**Requirements:** Convert the entries below into a numbered list, leaving out any blank lines.

**Dataset records:**
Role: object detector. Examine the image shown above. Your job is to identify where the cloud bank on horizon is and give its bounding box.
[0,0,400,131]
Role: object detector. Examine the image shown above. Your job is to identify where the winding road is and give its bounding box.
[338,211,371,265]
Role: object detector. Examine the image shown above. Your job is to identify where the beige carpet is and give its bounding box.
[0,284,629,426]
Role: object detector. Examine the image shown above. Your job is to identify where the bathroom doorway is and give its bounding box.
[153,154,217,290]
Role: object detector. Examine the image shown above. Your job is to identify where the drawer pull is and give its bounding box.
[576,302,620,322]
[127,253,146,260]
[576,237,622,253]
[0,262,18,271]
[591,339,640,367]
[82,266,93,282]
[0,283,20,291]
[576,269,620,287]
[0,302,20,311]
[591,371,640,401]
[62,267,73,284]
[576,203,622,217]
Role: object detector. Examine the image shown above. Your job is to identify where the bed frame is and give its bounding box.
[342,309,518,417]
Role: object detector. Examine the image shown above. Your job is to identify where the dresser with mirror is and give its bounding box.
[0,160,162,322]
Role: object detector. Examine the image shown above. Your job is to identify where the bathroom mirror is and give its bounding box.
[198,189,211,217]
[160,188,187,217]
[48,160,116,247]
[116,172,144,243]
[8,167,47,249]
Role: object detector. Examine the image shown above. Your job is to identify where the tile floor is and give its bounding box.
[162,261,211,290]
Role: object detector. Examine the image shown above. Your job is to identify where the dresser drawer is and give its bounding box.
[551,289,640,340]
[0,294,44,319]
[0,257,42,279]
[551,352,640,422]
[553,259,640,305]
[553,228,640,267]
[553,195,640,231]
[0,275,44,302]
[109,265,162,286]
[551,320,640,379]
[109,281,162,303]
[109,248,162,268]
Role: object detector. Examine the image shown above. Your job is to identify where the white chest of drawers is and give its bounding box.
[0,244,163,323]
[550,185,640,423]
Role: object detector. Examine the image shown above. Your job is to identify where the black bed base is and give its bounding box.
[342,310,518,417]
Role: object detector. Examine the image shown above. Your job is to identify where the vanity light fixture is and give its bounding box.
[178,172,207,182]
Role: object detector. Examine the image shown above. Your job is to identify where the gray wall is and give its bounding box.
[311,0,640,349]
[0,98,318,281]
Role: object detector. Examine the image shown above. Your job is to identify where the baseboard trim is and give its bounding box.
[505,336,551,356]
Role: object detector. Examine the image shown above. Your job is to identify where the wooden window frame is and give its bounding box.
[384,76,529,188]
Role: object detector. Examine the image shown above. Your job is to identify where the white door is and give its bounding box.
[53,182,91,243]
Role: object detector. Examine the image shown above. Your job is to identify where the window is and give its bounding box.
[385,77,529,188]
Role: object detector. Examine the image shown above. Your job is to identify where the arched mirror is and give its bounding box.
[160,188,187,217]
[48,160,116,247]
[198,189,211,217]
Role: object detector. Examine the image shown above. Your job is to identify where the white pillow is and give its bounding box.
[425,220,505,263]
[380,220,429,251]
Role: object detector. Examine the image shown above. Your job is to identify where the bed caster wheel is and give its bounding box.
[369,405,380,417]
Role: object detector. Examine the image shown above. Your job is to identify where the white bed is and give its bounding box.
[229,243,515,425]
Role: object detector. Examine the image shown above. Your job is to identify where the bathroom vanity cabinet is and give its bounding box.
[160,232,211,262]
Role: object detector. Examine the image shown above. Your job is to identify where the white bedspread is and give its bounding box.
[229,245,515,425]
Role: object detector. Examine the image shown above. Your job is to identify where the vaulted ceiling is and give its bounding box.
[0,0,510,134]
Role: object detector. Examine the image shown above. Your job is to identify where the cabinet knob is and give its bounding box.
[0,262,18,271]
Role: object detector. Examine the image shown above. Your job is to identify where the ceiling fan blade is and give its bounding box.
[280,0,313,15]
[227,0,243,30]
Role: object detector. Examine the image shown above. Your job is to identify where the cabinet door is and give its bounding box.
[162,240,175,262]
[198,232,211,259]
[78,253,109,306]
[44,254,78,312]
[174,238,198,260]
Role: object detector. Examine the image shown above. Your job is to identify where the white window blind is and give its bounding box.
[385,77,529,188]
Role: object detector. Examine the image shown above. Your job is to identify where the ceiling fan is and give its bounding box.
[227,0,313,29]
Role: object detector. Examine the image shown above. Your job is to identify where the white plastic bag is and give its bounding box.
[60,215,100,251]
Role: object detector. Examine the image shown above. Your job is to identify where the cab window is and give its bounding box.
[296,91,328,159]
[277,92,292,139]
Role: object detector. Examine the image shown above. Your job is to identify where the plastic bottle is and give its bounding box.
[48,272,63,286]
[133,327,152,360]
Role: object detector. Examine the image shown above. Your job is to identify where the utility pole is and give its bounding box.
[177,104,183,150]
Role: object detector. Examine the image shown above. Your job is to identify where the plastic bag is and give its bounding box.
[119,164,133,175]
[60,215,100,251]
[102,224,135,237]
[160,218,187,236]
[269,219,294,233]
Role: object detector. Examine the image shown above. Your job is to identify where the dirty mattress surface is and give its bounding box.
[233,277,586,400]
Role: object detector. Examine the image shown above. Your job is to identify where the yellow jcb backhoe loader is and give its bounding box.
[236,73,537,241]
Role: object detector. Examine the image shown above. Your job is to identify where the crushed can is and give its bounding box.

**Response to this task:**
1. Role: object detector. Examine the image shown above. Your job is to identify where the cloud bank on horizon is and give its bounding box.
2. [0,0,400,131]
3. Role: object detector. Examine the image shown above. Your job is to identify where the winding road is and give its bounding box.
4. [338,211,371,265]
5. Role: object detector. Examine the image shown above. Your job is to identify where the beige carpet is and give its bounding box.
6. [0,284,629,426]
7. Role: object detector. Examine the image shown above. Your job is to identify where the bathroom doorway is and give its bounding box.
8. [153,154,217,290]
9. Role: object detector. Examine the image shown above. Your job is to identify where the drawer pull is and give its bounding box.
10. [576,302,620,322]
11. [127,253,146,260]
12. [576,237,622,253]
13. [0,262,18,271]
14. [591,339,640,367]
15. [82,266,93,282]
16. [0,283,20,291]
17. [576,269,620,287]
18. [0,302,20,311]
19. [591,371,640,401]
20. [62,267,73,284]
21. [576,203,622,217]
22. Role: object detector. Examine the image shown above. Your job is to identify where the bed frame is and give its bounding box.
23. [342,309,518,417]
24. Role: object detector. Examine the image shown above. Your job is to identify where the dresser with mirror is and give its bounding box.
25. [0,160,162,322]
26. Role: object detector. Examine the image shown above. Your job is to identify where the bathroom mirror is and give its bounding box.
27. [198,189,211,217]
28. [160,188,187,217]
29. [48,160,116,247]
30. [116,172,144,243]
31. [8,167,47,249]
32. Role: object detector. Examine the image shown above. Your job is to identify where the tile floor is and give its bounding box.
33. [162,261,211,290]
34. Role: object detector. Examine the image shown above. Your job is to identify where the dresser drawer is and give its bounding box.
35. [551,289,640,340]
36. [0,294,44,319]
37. [0,257,42,279]
38. [551,352,640,422]
39. [553,259,640,305]
40. [553,228,640,267]
41. [553,195,640,231]
42. [0,275,44,302]
43. [109,265,162,286]
44. [551,320,640,379]
45. [109,281,162,303]
46. [109,248,162,268]
47. Role: object detector. Examine the image shown above. Your job is to identify where the white chest of drawers is and give its bounding box.
48. [0,244,163,323]
49. [550,185,640,423]
50. Role: object detector. Examine the image shown above. Your job is to identify where the black bed base is and give its bounding box.
51. [342,310,518,417]
52. Role: object detector. Examine the image shown above. Your job is to identify where the vanity light fixture is and give its bounding box.
53. [178,172,207,182]
54. Role: object detector. Examine the image shown above. Your job is to identify where the gray wall is and give its bounding box.
55. [311,0,640,349]
56. [0,98,318,281]
57. Role: object detector. Examine the image shown above. Your job is to identify where the baseboard trim is and give its bounding box.
58. [505,336,551,356]
59. Role: object detector. Examine the image shown above. Your job is to identify where the wooden window frame is and give its bounding box.
60. [384,76,529,188]
61. Role: object detector. Examine the image shown above. Your job is to identify where the white door is and give its bounding box.
62. [53,182,91,243]
63. Role: object detector. Examine the image shown above. Your job is to identify where the window is and give its bounding box.
64. [385,77,529,188]
65. Role: object detector. Examine the image shown above. Your job is to identify where the arched mirror is and give its bounding box.
66. [160,188,187,217]
67. [48,160,116,247]
68. [198,189,211,217]
69. Role: object detector. Examine the image shown above. Your job is to identify where the white pillow is and give its bounding box.
70. [425,220,505,263]
71. [380,220,429,251]
72. Role: object detector. Examine the image shown above. Your job is to identify where the bed caster wheel is and give its bounding box.
73. [369,405,380,417]
74. Role: object detector. Examine the image shown above. Your job is to identify where the white bed is and give its bounding box.
75. [229,243,515,425]
76. Role: object detector. Examine the image shown above. Your job is to identify where the bathroom vanity cabinet is and give its bounding box.
77. [160,232,211,262]
78. Role: object detector. Examine the image shown above. Your job is to identify where the white bedspread is and give its bounding box.
79. [229,245,515,425]
80. Role: object detector. Examine the image shown above. Your job is to identify where the vaulted ceiling is and give its bounding box.
81. [0,0,510,134]
82. Role: object detector. Examine the image shown above. Your job is to identify where the cabinet knob is and give its bounding box.
83. [0,262,18,271]
84. Role: object detector. Examine the image shown above. Your job is to identify where the ceiling fan blade is and give its bounding box.
85. [280,0,313,15]
86. [227,0,243,30]
87. Role: object detector. Examine the image shown above. Your job is to identify where the cabinet door is and give its bounding box.
88. [162,240,175,262]
89. [198,232,211,259]
90. [78,253,109,306]
91. [44,254,78,312]
92. [174,238,198,260]
93. Role: object detector. Examine the image shown above. Your job is to identify where the white window blind is and give its bounding box.
94. [385,77,529,188]
95. Role: object detector. Examine the image shown above. Your job is to identify where the ceiling fan is and give its bounding box.
96. [227,0,313,29]
97. Role: object detector. Examine the image shown above. Your job is to identify where the white plastic bag is and give its bounding box.
98. [60,215,100,251]
99. Role: object detector. Examine the image shown above. Your job is to identify where the cab window is and give its bounding box.
100. [296,91,328,159]
101. [277,92,292,139]
102. Role: object detector. Examine the image shown above. Your job is to identify where the plastic bottle is and give its bounding box.
103. [48,272,63,286]
104. [133,327,152,360]
105. Role: object detector. Examine the image shown above. Your job is to identify where the utility pole is and give its bounding box.
106. [177,104,183,150]
107. Role: object detector. Examine the image shown above. Your job is to identify where the plastic bag is and give its bounding box.
108. [119,164,133,175]
109. [60,215,100,251]
110. [102,224,135,237]
111. [160,218,187,236]
112. [269,219,294,233]
113. Role: object detector. Examine the image shown above. Your job is to identify where the dirty mattress surface is and give its bounding box.
114. [233,277,586,400]
115. Role: object detector. Examine the image shown above. Your job is to identify where the yellow jcb backhoe loader is and give its bounding box.
116. [236,73,537,241]
117. Role: object detector. Examine the image shown above. Your job is to identify where the crushed can is and give its bounding box.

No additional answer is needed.